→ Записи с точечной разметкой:
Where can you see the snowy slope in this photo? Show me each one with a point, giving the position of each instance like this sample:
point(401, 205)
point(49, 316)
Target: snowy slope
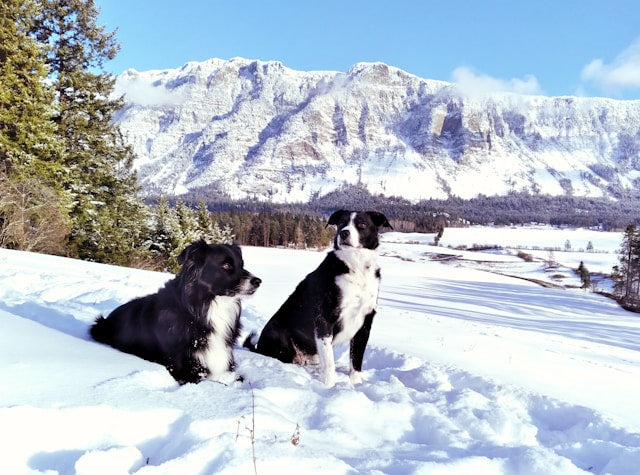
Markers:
point(259, 129)
point(466, 372)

→ Задание и требования: Перепишите все строки приведенных выше записей целиком, вместе с запросами, и измените каждую координату точек в ответах на -81. Числа в запросах и в образцах формата оставьте без изменений, а изображения в ответ не включайте.

→ Полный ответ:
Where can you see the snowy slope in this photo? Show me each one with a point, giving the position of each instance like this sample:
point(401, 205)
point(49, 316)
Target: snowy slope
Markers:
point(178, 48)
point(385, 291)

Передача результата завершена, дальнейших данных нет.